***** SOURCE RECORDS

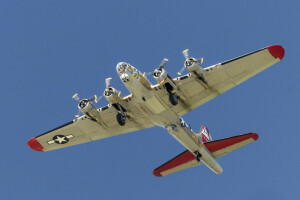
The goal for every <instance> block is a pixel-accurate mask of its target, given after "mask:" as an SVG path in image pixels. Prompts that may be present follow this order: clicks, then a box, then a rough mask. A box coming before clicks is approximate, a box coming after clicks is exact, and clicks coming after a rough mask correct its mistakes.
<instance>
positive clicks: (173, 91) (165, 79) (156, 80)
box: [153, 68, 178, 93]
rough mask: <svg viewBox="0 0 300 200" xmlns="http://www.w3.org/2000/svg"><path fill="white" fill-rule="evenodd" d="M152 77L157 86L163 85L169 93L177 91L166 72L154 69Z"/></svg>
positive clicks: (174, 84)
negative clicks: (155, 69) (155, 82)
mask: <svg viewBox="0 0 300 200" xmlns="http://www.w3.org/2000/svg"><path fill="white" fill-rule="evenodd" d="M153 77H154V79H155V80H156V82H157V83H158V84H160V85H164V86H165V87H166V90H167V91H168V92H169V93H171V92H172V93H173V92H175V91H177V89H178V88H177V86H176V85H175V83H174V81H173V79H172V77H171V76H170V75H169V74H168V72H167V71H166V70H164V69H162V68H158V69H156V70H155V71H154V72H153Z"/></svg>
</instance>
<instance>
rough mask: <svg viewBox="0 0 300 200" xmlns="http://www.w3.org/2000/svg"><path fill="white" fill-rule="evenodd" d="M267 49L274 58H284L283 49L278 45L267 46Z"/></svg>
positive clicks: (283, 53) (283, 50)
mask: <svg viewBox="0 0 300 200" xmlns="http://www.w3.org/2000/svg"><path fill="white" fill-rule="evenodd" d="M267 49H268V50H269V52H270V54H271V55H272V56H273V57H274V58H279V59H280V60H281V59H282V58H283V56H284V48H283V47H282V46H280V45H272V46H268V47H267Z"/></svg>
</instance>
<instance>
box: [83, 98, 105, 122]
mask: <svg viewBox="0 0 300 200" xmlns="http://www.w3.org/2000/svg"><path fill="white" fill-rule="evenodd" d="M78 108H79V109H80V110H81V112H83V113H84V114H85V115H86V116H88V117H89V118H90V119H91V120H93V121H97V122H99V123H101V119H100V113H99V111H98V110H97V108H96V107H95V106H94V105H93V103H92V102H91V100H89V99H83V100H81V101H80V102H79V104H78Z"/></svg>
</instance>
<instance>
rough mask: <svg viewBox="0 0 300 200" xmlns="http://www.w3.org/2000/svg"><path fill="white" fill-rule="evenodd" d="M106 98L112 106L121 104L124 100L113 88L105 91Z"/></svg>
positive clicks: (108, 101)
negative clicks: (122, 101)
mask: <svg viewBox="0 0 300 200" xmlns="http://www.w3.org/2000/svg"><path fill="white" fill-rule="evenodd" d="M104 96H105V98H106V100H107V101H108V102H109V103H111V104H115V103H120V101H121V100H122V96H121V95H120V94H119V92H118V90H116V89H115V88H113V87H109V88H106V89H105V90H104Z"/></svg>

**********

Can you recast the lines from the start of the records through the line holding "box: [153, 68, 178, 93]", inclusive, as a Markdown table with the columns No. and Line, one row per line and blank lines left out? Leave the pictures out of the table.

• [TASK SOLUTION]:
| No. | Line |
|---|---|
| 1 | The goal for every <instance> block is a pixel-accurate mask of its target, given after "mask:" as an SVG path in image pixels. Prompts that may be present follow this order: clicks, then a box, then a rough mask. A box coming before clicks is approximate, a box coming after clicks is exact, and clicks coming after a rough mask correct its mistakes. |
| 2 | <instance> |
| 3 | positive clicks: (173, 91) (165, 79) (156, 80) |
| 4 | box: [153, 68, 178, 93] |